(Your goal) The data must be reproduced verbatim; images are to be omitted.

(Excerpts from a dataset)

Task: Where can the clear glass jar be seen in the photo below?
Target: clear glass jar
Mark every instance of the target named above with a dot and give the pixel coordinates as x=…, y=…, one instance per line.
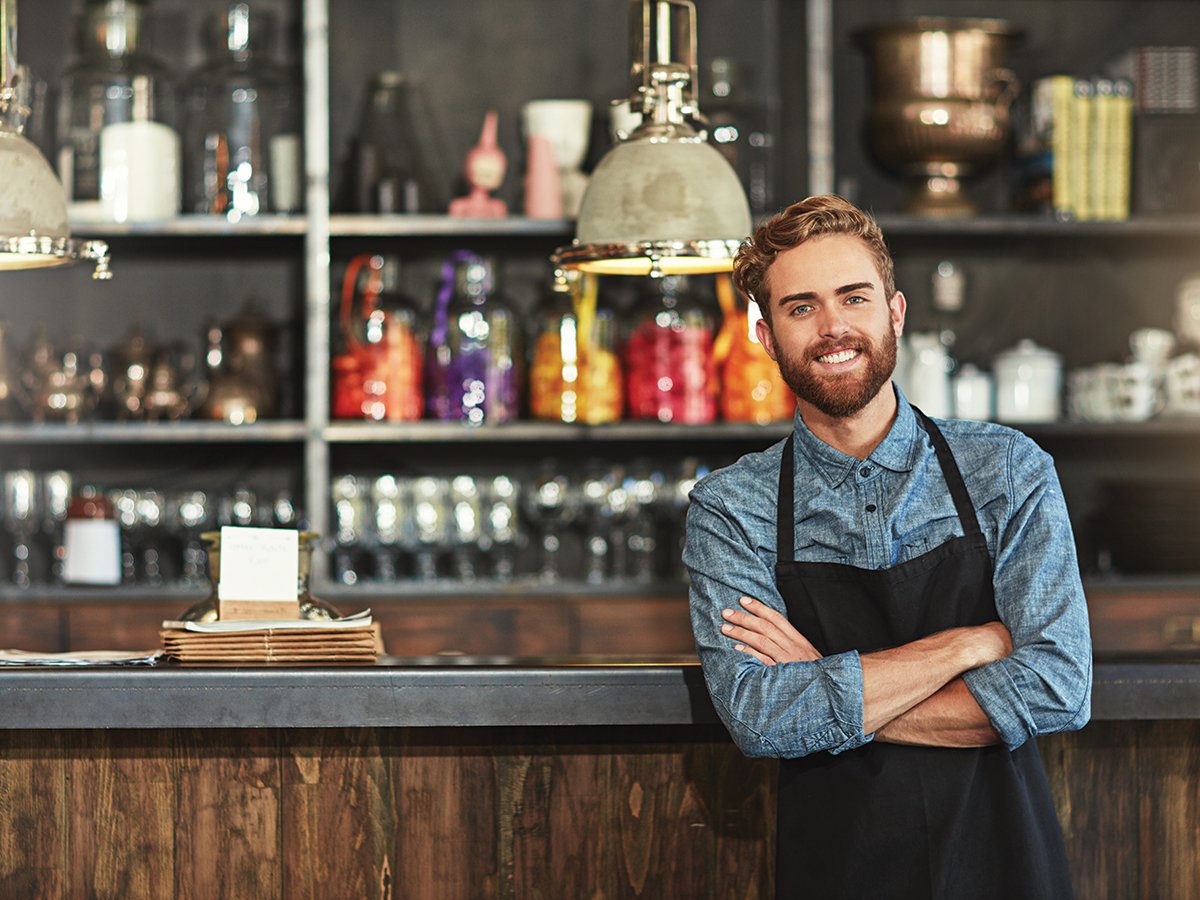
x=241, y=121
x=575, y=375
x=670, y=367
x=97, y=90
x=474, y=361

(Exercise output)
Task: Where can the clear glass jar be seen in the photo below?
Target: clear glass jar
Mark every instance of the target named above with a dot and give the pixel coordinates as x=…, y=…, one instance per line.
x=241, y=121
x=575, y=375
x=670, y=367
x=97, y=90
x=474, y=361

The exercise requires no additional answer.